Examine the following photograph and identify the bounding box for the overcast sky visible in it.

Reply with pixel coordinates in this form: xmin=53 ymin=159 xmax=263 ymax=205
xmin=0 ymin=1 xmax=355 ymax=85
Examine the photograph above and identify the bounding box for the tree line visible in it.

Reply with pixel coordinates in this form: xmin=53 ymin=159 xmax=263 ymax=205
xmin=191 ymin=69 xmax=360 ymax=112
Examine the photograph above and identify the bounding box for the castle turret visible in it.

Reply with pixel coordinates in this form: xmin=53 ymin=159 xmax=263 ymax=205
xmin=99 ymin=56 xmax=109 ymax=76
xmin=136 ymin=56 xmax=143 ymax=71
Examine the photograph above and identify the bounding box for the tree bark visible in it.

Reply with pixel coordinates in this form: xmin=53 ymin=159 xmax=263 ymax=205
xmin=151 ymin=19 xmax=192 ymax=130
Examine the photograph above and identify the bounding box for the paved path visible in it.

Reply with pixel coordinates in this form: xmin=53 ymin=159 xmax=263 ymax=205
* * * * *
## HOW TO COMPLETE THIS TASK
Please reproduce all of the records exactly as they stand.

## OUTPUT
Examine the following photograph and identify the bounding box for the overcast sky visible in it.

Reply with pixel coordinates in this form: xmin=53 ymin=159 xmax=263 ymax=205
xmin=0 ymin=1 xmax=355 ymax=85
Examine the photograph above and identify the bounding box for the tree line visible in it.

Reply with pixel coordinates in this form: xmin=53 ymin=159 xmax=263 ymax=205
xmin=191 ymin=69 xmax=360 ymax=112
Examine the photograph above and identify the bounding box for the castle turret visible in it.

Reply with pixel coordinates in this form: xmin=53 ymin=159 xmax=263 ymax=205
xmin=99 ymin=56 xmax=109 ymax=76
xmin=136 ymin=56 xmax=143 ymax=71
Examine the photograph above and identify the bounding box for the tree bark visible in it.

Reply with pixel coordinates in this form: xmin=53 ymin=159 xmax=263 ymax=205
xmin=151 ymin=19 xmax=192 ymax=130
Examine the photograph above and identify the bounding box for the paved path visible in it.

Reply with pixel coordinates in this form: xmin=53 ymin=159 xmax=263 ymax=205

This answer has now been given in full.